Recopiez mot pour mot le passage du texte sur Huguette Dreyfus qui va de « Huguette Dreyfus est » jusqu'à « clavecin dans l’hexagone. ».

§ Source
-=-=-

Pionnière de la musique ancienne, la grande claveciniste française s’est éteinte à l’âge de 87 ans.

Huguette Dreyfus est décédée le 16 mai 2016. Celle qui vient de s’éteindre à 87 ans n’était pas juste une grande claveciniste, elle était avant tout une pionnière de la musique ancienne. Elève de Ruggero Gerlin, lui-même disciple de Wanda Landowska, Huguette Dreyfus a contribué à la résurrection de l’instrument en France. De nombreux clavecinistes devenus célèbres ont étudié à ses côtés…

Née à Mulhouse le 30 novembre 1928, Huguette Dreyfus commence d’abord l’étude du piano à seulement quatre ans. En 1946, elle travaille avec Lazare Lévy puis Norbert Dufourcq. Elle étudie parallèlement le clavecin à l'Académie Chigiana de Sienne avec Ruggero Gerlin. En 1958, elle remporte le concours international de clavecin de Genève et devient l'une des figures incontournables de la renaissance de la musique ancienne, contribuant peu à peu à un véritable regain de popularité du clavecin dans l’hexagone.

-=-=-

§ Données disponibles
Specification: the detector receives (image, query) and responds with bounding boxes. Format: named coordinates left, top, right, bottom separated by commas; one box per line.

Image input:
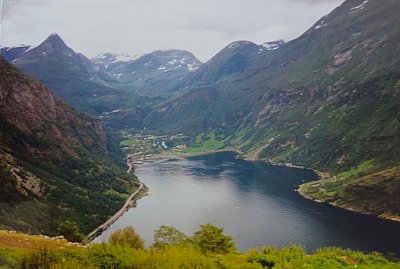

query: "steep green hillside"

-=-=-

§ Résultat de la tâche
Huguette Dreyfus est décédée le 16 mai 2016. Celle qui vient de s’éteindre à 87 ans n’était pas juste une grande claveciniste, elle était avant tout une pionnière de la musique ancienne. Elève de Ruggero Gerlin, lui-même disciple de Wanda Landowska, Huguette Dreyfus a contribué à la résurrection de l’instrument en France. De nombreux clavecinistes devenus célèbres ont étudié à ses côtés…

Née à Mulhouse le 30 novembre 1928, Huguette Dreyfus commence d’abord l’étude du piano à seulement quatre ans. En 1946, elle travaille avec Lazare Lévy puis Norbert Dufourcq. Elle étudie parallèlement le clavecin à l'Académie Chigiana de Sienne avec Ruggero Gerlin. En 1958, elle remporte le concours international de clavecin de Genève et devient l'une des figures incontournables de la renaissance de la musique ancienne, contribuant peu à peu à un véritable regain de popularité du clavecin dans l’hexagone.